> **DESCRIPTION OF THE TASK**
Please output the lines shown below exactly as they appear.

> **GIVEN RECORDS**
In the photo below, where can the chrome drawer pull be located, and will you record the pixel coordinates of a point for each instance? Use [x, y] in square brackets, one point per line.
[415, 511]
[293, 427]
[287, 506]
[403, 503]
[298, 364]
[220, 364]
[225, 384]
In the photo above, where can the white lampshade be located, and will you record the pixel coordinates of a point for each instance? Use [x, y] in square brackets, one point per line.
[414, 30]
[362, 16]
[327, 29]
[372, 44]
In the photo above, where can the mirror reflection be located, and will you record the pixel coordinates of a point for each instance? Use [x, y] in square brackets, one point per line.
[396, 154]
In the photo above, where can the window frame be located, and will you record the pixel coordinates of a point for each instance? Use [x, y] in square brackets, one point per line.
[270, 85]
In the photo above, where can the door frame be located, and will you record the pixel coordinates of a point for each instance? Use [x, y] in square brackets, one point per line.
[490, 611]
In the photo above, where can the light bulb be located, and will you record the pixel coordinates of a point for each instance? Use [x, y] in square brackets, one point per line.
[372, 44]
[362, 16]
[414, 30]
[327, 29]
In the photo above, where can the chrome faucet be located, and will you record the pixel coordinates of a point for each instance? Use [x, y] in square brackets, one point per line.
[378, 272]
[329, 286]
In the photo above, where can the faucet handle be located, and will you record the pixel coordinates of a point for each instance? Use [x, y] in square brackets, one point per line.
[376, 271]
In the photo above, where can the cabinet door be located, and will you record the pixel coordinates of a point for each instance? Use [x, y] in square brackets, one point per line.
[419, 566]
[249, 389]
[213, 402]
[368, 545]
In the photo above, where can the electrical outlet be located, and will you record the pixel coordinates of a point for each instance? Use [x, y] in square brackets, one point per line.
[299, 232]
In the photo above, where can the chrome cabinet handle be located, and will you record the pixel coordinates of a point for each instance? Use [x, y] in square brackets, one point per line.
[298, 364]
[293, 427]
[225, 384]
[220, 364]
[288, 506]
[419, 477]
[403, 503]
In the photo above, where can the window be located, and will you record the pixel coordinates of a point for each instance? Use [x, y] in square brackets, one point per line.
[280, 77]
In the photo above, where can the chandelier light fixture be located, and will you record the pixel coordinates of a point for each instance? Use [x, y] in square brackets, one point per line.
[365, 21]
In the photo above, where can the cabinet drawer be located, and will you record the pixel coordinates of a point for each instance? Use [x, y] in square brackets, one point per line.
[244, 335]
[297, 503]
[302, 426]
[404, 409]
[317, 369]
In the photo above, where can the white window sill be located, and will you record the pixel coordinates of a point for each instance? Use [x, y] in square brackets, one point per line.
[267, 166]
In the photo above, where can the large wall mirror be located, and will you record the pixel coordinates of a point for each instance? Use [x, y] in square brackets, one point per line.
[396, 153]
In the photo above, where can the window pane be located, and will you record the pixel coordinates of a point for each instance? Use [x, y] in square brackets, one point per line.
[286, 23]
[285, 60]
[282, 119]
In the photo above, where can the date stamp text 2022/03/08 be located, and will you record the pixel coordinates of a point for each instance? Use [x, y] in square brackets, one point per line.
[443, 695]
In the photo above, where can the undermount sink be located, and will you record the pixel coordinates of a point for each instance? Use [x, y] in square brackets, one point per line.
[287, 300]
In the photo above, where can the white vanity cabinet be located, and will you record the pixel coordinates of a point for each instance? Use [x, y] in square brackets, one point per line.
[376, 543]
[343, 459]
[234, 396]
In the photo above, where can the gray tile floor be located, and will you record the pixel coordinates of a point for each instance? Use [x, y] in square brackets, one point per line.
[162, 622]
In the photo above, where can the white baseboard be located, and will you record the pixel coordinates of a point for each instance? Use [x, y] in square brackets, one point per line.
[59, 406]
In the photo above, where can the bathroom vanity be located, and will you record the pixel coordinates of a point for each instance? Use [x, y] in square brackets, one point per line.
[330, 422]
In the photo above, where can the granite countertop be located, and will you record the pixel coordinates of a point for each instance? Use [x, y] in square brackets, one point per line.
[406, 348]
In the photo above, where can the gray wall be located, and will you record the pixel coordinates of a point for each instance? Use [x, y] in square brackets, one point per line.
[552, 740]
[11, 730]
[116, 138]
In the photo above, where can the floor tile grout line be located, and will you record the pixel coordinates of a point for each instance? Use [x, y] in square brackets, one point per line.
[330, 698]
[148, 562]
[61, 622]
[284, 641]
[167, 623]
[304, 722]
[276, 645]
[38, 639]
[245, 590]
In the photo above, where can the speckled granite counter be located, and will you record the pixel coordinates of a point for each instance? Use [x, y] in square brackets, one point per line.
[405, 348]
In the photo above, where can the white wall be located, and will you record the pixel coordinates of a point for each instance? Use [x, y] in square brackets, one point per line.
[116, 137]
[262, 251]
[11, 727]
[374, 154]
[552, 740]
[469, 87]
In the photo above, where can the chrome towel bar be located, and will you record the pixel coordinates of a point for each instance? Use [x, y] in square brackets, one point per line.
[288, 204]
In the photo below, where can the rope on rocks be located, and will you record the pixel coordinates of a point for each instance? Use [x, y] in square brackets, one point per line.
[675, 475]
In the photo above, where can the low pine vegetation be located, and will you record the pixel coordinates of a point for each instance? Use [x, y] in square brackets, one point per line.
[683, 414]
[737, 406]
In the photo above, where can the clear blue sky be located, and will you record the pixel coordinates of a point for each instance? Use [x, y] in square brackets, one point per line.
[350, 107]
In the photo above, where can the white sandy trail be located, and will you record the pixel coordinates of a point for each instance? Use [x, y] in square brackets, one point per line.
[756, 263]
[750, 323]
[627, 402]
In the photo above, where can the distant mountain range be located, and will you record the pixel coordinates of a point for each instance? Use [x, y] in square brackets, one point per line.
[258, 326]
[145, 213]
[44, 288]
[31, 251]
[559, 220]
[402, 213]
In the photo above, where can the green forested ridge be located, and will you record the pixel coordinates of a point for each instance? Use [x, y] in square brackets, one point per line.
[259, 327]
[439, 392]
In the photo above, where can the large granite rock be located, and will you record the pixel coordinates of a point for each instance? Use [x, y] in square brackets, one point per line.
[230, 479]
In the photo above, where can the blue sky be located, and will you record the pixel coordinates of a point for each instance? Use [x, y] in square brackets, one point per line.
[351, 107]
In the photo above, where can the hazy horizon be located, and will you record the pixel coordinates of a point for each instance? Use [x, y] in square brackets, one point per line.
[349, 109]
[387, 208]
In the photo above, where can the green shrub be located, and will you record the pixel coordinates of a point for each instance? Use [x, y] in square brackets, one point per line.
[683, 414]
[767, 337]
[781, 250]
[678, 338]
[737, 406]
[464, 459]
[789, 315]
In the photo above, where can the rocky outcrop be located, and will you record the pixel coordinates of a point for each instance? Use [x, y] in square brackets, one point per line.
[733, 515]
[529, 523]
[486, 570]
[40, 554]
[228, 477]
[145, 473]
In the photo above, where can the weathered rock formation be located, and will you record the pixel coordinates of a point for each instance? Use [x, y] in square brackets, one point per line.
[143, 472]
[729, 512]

> **EXERCISE ANSWER**
In the photo below, where can the chrome drawer pull be located, and will you record the pixel coordinates of a point for each instance? Use [x, y] in square brackets, one point per line.
[415, 511]
[293, 427]
[287, 506]
[403, 503]
[298, 364]
[220, 364]
[225, 384]
In the photo above, where can the white lampshade be located, and will you record the pixel coordinates of a point for each instance? Use [x, y] in square brackets, one point per line.
[414, 30]
[362, 16]
[327, 29]
[372, 44]
In the photo above, where can the mirror reflection be located, and will you record the pixel coordinates of a point for each instance? Use [x, y] in square brackets, one point per line.
[396, 154]
In the photo above, where can the window frame be located, and will you record the pixel coordinates of a point for each instance? Use [x, y] in square brackets, one point per line.
[270, 85]
In the photo above, where can the door frame be located, and will you record the pixel coordinates of a point for each instance? Use [x, y] in square brackets, one point per line.
[490, 611]
In the photo above, where can the light bulb be located, and will you record the pixel coordinates of a point for each instance? Use [x, y] in square brackets, one point per line.
[372, 44]
[362, 16]
[414, 30]
[327, 29]
In the photo above, where can the chrome faucet be located, and will you record the pixel coordinates of a point for each instance? Use [x, y] in square brackets, one point per line.
[378, 272]
[329, 286]
In the photo above, where can the faucet handle be located, and will you record the pixel coordinates of a point for each instance? Use [x, y] in square brackets, one point per line.
[376, 271]
In the photo above, where can the cabinet door be located, and will you record the pixel coordinates of a point for each instance? Use [x, y] in square brackets, one point per line.
[419, 566]
[249, 389]
[213, 402]
[368, 545]
In the photo above, where can the electrical outlet be located, and will you record the pixel coordinates of a point for each instance? Use [x, y] in square brackets, one point per line.
[299, 232]
In the photo above, where can the chrome cabinet handle be located, and will you record the pixel coordinates of a point for each instance? Use [x, y] in square brackets, one point per line.
[298, 364]
[293, 427]
[225, 384]
[220, 364]
[288, 506]
[419, 477]
[403, 503]
In the photo above, where can the window be located, and will you record the pixel coordinates of a point for each instance? Use [x, y] in square brackets, one point per line.
[280, 77]
In the photo above, where can the chandelier light fixture be located, and will you record the pixel coordinates of a point for each instance? Use [x, y] in square brackets, one point per line.
[365, 21]
In the photo above, where can the cabinet drawer be located, and will you record the pixel coordinates of a point for each instance? Use [x, y] in square brackets, one point per line.
[244, 335]
[297, 503]
[302, 426]
[404, 409]
[317, 369]
In the photo above, where can the white window sill be located, and will you record the pixel coordinates of a point for each instance? Use [x, y] in square brackets, one point per line.
[267, 166]
In the photo above, where can the large wall mirror be located, and will you record the pixel coordinates of a point for each instance? Use [x, y] in square brackets, one point per line.
[396, 153]
In the photo above, where can the window pane be located, and will you record the pixel coordinates of a point for each instance? Use [x, y] in square brackets, one point per line.
[286, 23]
[285, 60]
[282, 119]
In the photo above, where can the date stamp text 2022/03/08 be located, and will you record the pixel coordinates of a point for each instance? Use [x, y] in square brackets, one point per line.
[443, 695]
In the photo above, where can the undermount sink be located, and will you record the pixel coordinates of a point for each instance? Use [x, y] in square brackets, one point per line.
[287, 300]
In the photo above, where can the white vanity cabinet be located, and will you record the pixel coordinates of a point for each instance? Use [x, y] in square brackets, one point per line.
[376, 543]
[343, 459]
[234, 396]
In the photo above, where can the gray tile floor be located, and will you record the pixel coordinates of a point for each instance? Use [x, y] in square brackets, one point per line.
[162, 622]
In the photo above, where can the white baseboard be located, and will you record the pixel coordinates of a point for each instance? Use [x, y] in square brackets, one point per line.
[59, 406]
In the photo above, where can the bathroom vanity be located, and will you record the pixel coordinates of a point for each instance? Use [x, y] in square brackets, one point per line.
[330, 422]
In the photo above, where can the granite countertop be located, and will you record the pixel coordinates of a point for each instance? Use [x, y] in square brackets, one point per line.
[406, 348]
In the photo above, where can the gray wall be located, and will you record the pixel coordinates of a point for each instance? Use [x, y] in square brackets, one point per line.
[552, 740]
[11, 730]
[116, 138]
In the photo above, where can the floor tile grout line be located, and will you record the pixel coordinates of a point for each instance? Use [x, y] in square brackets, one point per line.
[330, 698]
[148, 562]
[61, 622]
[284, 641]
[167, 623]
[304, 722]
[276, 645]
[38, 639]
[245, 590]
In the photo above, where can the speckled granite counter be located, and will you record the pixel coordinates of a point for each instance? Use [x, y] in square brackets, one point per line.
[405, 348]
In the photo above, where can the white wall be located, and will you record the pixel coordinates of a point for each instance? Use [x, y] in square brackets, one point per line.
[116, 137]
[262, 251]
[11, 727]
[374, 154]
[552, 740]
[469, 87]
In the photo above, where can the chrome towel bar be located, and will you record the pixel coordinates of a point for each instance? Use [x, y] in square brackets, one point per line.
[288, 204]
In the photo below, where can the rope on rocks be located, and will you record the pixel coordinates of a point for each instance? Use [x, y] in square brackets, one point per line.
[675, 475]
In the photo above, where can the low pine vegetation be located, and will you record the pixel coordinates of a point for each instance? Use [x, y] in square brackets, one point per line.
[683, 414]
[737, 406]
In the photo above, where can the clear blue sky be located, and will you record the pixel coordinates of a point for each instance? Use [x, y] in square brackets, one point per line.
[350, 107]
In the photo above, where can the white sandy trail be located, and will you record the pixel coordinates of a point for each instance? Use [x, y] in square brackets, one point per line.
[756, 263]
[750, 323]
[627, 402]
In the photo above, where can the distant mountain range be located, and will you record the pixel coordinates of a point for each instance? Use [x, y] in square brackets, one point per line.
[258, 326]
[145, 213]
[44, 288]
[31, 251]
[559, 220]
[402, 213]
In the photo above, where can the green forested ridge be located, and will you record the pixel coordinates of a point for each instance? Use [x, y] in square brackets, one point per line.
[259, 327]
[439, 392]
In the photo above, where can the large granite rock be located, and will you record the pixel coordinates of a point for each instance? Use [x, y] in square brackets, one point per line.
[230, 479]
In the photo above, where can the blue sky be located, and will you record the pixel coordinates of a point for each instance? Use [x, y] in square brackets, one point per line.
[351, 107]
In the photo above, where can the hazy horizon be located, and will you record the pixel coordinates of a point for each instance? Use [x, y] in square brackets, one point per line.
[349, 109]
[387, 208]
In the photo above, where can the green shrub be located, and will you record the pixel coordinates of a point for each instance? Use [x, y] in square brackets, one point per line.
[683, 414]
[767, 337]
[781, 250]
[678, 338]
[737, 406]
[464, 459]
[789, 315]
In the photo above, where can the rocky outcrop be located, and will you record the pixel coordinates of a point for each instance? Use [x, y] in square brackets, one point per line.
[733, 515]
[529, 523]
[486, 570]
[40, 554]
[228, 477]
[145, 473]
In the photo above, where can the weathered rock formation be located, and will you record the pixel coordinates of a point for each instance? Use [x, y] in square brackets, one point per line.
[143, 472]
[729, 512]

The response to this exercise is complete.